Textabschnitt
/---

Adventliche Kalenderaufrüstung

Adventliche Kalenderaufrüstung

Haben Sie Kinder? Dann standen Sie dieses Jahr bestimmt auch schon wieder verzweifelt vor der Wahl. Playmobil oder Lego, Barbie oder Kinderüberraschung, Star Wars oder Powerranger (ach nee, die sind glaube ich schon wieder ein paar Jahre out). Na klar: Ein Adventskalender muss her! 24 hübsche Geschenklein für die Kleinen. Auf dass die Kinderaugen nicht nur an Weihnachten, sondern jeden Tag ein bisschen leuchten. Dafür ist uns, so scheint es, kein Weg zu weit, keine Anschaffung zu teuer, kein Stellplatz zu groß: Das Aufrüsten der Adventskalender hat wieder begonnen. Ich kann mir die Gespräche auf dem Pausenhof lebhaft vorstellen, sagen wir mal, am 4. Dezember: „Was hattest du? Ein Stück Schokolade? Bei mir war heute ein Playstation-Spiel drin!“ „Ach, das ist doch gar nichts! Ich hab heute ein neues Fahrrad gekriegt!“ „Bei mir war's eine ganze Playstation!“ „Ich hab das neue iPhone!“ Ein gewisser Gruppendruck ist nicht zu leugnen, da mitzumachen, selber etwas vorweisen zu können, nicht nur 3,125 Gramm Schokolade.

Auch für Erwachsene gibt's ja die verschiedensten Adventskalender. Das fängt bei den Kalendern – nun ja - „für Erwachsene“ - an. Wer sich etwas mehr leisten kann, holt seinen Kalender beim Juwelier. Multimillionäre schenken sich dieses Jahr jeden Tag im Dezember ein anderes Auto. Die Produktion der Sonderedition für Diktatoren wurde aus aktuellem Anlass eingefroren. Noch letztes Jahr erfreuten sich diverse mittlerweile abgesetzte ältere Herren jeden Tag über einen neuen Panzer, ein Maschinengewehr, eine neue Abhöreinrichtung für den Geheimdienst...

\---

Zu erledigen
1 – Tausche in dem Teil der Datensätze, der mit der Zeile mit „point: the sandy“ beginnt und mit dem Ende der Datensätze schließt, „tetrapod“ gegen „breakwater block“ aus. Gib diesen Teil sonst unverändert wieder.
2 – Schreibe den Text über das Wettrüsten bei Adventskalendern im Anschluss an seinen letzten Satz weiter.

Die Daten
/---

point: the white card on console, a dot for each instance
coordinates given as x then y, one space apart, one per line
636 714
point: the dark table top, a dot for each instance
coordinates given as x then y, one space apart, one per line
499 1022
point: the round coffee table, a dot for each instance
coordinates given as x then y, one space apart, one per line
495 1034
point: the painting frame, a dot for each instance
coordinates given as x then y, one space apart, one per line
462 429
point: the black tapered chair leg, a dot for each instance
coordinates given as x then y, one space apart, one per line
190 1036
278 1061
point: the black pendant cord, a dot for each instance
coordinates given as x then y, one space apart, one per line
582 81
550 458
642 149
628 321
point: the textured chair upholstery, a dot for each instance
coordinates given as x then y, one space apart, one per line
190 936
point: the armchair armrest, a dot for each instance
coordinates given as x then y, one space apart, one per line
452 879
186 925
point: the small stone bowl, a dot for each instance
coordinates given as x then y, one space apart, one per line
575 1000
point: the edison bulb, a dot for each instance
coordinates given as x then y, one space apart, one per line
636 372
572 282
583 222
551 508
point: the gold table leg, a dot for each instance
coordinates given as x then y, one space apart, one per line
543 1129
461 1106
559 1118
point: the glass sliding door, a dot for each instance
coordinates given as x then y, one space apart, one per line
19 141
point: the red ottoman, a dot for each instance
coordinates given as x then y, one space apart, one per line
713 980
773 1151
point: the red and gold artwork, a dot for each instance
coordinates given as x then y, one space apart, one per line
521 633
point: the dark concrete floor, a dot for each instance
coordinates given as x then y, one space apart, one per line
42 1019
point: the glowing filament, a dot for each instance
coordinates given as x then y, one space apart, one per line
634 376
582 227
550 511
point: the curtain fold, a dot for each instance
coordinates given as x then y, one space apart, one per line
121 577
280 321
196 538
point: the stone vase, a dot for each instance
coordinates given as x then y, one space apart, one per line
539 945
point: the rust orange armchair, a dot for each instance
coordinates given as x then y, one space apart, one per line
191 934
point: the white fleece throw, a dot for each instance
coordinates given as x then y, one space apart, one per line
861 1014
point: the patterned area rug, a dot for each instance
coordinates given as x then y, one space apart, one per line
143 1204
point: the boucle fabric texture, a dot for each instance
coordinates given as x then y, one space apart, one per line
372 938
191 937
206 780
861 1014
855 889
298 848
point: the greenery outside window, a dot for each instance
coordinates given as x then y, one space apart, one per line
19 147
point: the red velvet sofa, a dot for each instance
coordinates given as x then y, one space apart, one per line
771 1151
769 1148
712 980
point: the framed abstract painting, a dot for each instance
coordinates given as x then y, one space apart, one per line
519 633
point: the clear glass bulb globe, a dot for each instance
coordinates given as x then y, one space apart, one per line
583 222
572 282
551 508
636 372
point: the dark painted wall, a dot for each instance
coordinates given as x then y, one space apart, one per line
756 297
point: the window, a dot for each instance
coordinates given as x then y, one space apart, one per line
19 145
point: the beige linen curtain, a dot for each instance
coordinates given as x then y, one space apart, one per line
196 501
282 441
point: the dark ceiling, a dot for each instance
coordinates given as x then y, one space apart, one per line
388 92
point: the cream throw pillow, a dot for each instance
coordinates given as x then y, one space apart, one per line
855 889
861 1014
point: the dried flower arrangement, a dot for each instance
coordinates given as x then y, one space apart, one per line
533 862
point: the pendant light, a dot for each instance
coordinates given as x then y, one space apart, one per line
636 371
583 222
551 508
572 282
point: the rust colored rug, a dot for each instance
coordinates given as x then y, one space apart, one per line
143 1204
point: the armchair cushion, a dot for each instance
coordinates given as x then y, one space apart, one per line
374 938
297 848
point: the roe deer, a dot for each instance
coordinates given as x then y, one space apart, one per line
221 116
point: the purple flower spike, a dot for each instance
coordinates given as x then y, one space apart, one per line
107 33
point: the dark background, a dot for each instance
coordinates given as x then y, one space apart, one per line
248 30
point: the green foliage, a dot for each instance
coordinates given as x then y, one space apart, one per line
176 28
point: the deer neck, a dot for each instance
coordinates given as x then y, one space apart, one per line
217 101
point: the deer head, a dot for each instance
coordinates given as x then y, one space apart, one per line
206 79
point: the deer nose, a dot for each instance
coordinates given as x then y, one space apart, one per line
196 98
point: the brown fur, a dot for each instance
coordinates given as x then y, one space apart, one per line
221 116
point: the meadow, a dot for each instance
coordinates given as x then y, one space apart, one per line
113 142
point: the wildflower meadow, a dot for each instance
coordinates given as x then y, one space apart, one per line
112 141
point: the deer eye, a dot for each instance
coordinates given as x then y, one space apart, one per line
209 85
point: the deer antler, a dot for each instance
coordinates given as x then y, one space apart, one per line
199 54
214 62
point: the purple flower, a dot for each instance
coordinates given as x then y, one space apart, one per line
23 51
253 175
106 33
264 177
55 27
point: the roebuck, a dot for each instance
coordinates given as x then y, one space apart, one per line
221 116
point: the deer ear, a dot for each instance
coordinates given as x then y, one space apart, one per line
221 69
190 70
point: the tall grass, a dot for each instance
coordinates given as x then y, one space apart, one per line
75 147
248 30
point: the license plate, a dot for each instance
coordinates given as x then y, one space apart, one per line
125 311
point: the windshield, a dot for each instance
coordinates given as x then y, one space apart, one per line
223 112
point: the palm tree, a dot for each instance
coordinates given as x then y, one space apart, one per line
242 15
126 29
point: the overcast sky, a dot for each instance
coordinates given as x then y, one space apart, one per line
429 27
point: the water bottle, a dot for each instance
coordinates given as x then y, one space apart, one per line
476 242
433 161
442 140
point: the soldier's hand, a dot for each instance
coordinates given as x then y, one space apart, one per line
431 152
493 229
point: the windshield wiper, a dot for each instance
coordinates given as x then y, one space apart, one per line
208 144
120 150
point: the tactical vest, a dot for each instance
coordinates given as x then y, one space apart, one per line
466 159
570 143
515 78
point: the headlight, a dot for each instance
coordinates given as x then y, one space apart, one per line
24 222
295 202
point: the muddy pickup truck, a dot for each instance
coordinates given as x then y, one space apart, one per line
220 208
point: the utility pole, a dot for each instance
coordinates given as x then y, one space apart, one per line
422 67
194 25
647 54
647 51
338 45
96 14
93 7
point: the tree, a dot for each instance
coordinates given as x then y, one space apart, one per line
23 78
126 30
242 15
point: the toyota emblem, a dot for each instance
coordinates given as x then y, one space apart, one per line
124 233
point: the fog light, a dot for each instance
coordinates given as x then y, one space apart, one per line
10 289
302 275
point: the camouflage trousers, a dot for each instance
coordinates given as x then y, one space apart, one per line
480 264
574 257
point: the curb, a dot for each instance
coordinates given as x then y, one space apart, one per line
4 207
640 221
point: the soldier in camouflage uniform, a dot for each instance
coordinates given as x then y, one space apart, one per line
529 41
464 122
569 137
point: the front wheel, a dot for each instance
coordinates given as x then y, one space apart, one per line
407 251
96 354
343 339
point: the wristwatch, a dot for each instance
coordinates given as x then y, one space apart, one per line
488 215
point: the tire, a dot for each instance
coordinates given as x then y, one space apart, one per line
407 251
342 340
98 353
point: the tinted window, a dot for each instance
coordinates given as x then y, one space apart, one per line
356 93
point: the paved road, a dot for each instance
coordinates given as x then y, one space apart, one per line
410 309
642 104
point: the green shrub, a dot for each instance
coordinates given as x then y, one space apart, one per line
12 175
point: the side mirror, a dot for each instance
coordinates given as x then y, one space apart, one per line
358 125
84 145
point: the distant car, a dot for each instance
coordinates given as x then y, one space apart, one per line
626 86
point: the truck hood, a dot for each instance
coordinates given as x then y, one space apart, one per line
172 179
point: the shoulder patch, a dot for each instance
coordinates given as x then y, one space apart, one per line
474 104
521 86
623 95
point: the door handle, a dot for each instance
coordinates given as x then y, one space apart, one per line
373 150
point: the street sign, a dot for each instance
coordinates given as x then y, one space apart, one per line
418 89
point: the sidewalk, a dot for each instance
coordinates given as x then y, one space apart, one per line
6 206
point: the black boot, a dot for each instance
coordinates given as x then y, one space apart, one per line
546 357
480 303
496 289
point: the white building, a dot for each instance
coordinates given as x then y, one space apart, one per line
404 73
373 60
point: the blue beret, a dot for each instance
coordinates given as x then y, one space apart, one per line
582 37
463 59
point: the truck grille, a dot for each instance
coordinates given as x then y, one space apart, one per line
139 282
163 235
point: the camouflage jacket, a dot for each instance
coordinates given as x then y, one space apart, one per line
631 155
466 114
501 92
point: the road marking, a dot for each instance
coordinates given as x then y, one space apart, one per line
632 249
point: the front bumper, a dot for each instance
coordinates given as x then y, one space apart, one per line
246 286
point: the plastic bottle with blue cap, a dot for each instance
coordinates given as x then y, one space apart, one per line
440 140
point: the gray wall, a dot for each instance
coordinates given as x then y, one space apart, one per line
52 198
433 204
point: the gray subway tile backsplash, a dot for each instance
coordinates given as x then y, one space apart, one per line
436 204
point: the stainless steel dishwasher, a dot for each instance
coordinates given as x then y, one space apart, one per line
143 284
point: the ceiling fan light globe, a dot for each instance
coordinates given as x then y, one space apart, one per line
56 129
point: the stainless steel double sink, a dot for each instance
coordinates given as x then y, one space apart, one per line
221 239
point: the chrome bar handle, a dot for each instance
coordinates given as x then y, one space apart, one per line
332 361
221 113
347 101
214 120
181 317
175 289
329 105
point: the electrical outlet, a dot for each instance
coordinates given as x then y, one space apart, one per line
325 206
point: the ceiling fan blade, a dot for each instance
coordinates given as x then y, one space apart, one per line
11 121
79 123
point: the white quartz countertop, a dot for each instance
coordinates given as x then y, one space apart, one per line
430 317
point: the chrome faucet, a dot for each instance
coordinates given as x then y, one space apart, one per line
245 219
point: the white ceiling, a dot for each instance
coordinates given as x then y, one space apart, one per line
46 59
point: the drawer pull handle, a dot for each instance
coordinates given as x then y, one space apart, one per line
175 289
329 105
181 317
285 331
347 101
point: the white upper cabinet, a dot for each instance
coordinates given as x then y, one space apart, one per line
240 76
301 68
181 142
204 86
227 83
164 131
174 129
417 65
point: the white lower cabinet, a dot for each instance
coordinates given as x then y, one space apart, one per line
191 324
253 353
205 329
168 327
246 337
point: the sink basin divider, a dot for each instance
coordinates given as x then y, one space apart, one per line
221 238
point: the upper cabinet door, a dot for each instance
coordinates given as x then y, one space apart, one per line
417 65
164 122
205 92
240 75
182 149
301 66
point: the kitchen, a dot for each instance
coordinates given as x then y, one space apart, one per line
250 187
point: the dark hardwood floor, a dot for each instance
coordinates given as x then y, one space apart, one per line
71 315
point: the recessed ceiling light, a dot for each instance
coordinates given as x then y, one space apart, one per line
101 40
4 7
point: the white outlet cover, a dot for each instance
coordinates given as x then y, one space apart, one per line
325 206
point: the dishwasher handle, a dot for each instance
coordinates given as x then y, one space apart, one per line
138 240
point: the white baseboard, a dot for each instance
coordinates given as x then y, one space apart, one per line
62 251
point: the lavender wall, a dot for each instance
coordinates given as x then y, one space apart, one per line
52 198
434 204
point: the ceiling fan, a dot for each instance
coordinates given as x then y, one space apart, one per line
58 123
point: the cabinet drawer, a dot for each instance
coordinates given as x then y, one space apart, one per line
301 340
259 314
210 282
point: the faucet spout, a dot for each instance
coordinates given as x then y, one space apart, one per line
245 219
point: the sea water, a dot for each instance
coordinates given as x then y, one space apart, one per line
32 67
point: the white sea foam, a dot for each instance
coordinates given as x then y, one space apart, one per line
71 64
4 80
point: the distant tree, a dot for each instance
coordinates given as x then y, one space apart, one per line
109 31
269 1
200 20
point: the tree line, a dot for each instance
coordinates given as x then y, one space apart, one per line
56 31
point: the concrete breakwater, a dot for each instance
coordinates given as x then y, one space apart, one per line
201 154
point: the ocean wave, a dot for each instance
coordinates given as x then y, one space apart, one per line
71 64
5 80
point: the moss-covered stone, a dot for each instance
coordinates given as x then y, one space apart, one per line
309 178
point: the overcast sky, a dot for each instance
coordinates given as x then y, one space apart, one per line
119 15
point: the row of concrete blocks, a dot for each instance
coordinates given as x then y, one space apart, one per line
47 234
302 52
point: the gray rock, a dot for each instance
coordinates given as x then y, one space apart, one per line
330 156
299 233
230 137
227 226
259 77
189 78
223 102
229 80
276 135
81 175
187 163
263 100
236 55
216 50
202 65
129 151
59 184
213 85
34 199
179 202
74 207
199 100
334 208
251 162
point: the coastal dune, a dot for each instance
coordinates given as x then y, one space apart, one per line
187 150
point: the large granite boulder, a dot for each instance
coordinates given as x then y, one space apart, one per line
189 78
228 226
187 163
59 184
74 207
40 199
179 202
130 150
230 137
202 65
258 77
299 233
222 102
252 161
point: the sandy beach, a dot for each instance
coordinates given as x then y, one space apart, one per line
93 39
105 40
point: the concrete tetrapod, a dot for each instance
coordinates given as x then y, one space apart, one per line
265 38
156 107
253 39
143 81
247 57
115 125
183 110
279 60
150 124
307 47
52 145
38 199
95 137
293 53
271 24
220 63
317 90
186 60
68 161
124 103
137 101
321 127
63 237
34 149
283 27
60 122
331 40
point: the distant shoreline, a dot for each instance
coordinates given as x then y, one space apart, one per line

\---

Antworten je Aufgabe
1 –
point: the sandy beach, a dot for each instance
coordinates given as x then y, one space apart, one per line
93 39
105 40
point: the concrete breakwater block, a dot for each instance
coordinates given as x then y, one space apart, one per line
265 38
156 107
253 39
143 81
247 57
115 125
183 110
279 60
150 124
307 47
52 145
38 199
95 137
293 53
271 24
220 63
317 90
186 60
68 161
124 103
137 101
321 127
63 237
34 149
283 27
60 122
331 40
point: the distant shoreline, a dot for each instance
coordinates given as x then y, one space apart, one per line

2 –
Ach, vielleicht habe ich doch ein wenig übertrieben. Es gibt ja auch schöne Kalender, wirklich. Mit nachdenklichen und anrührenden Texten und Bildern– etwa dem „anderen Advent“ von Andere Zeiten e.V. Mit Kleinigkeiten, die wirklich Freude machen. Auch evangelisch.de bietet einen Email-Adventskalender mit Gedanken zu Advent und Weihnachten.

Muss es denn wirklich immer mehr, immer größer, immer besser sein? Jeden Tag ein Playmobil-Spielzeug, eine Barbiepuppe, ein Überraschungsei? Ich finde: Geschenke gibt's an Weihnachten. Wer jeden Tag schon was Großes bekommt – wie kann der sich noch über die „richtigen“ Geschenke an Weihnachten freuen? Werden da die einzelnen Geschenke nicht wertlos, wenn sie in der Flut von Dingen untergehen?

Meine Kinder sind, auch wenn mich das selbst erstaunt, nach wie vor glücklich mit dem allereinfachsten Schokolade-Adventskalender. Jeden Morgen ab dem 1. Dezember gehen sie noch vor dem Frühstück hin und suchen ihr Türchen. Eine kleine Freude am Morgen. Etwas Besonderes – und doch nur eine winzige Kleinigkeit. Gerade mal 75 Gramm – im ganzen Kalender.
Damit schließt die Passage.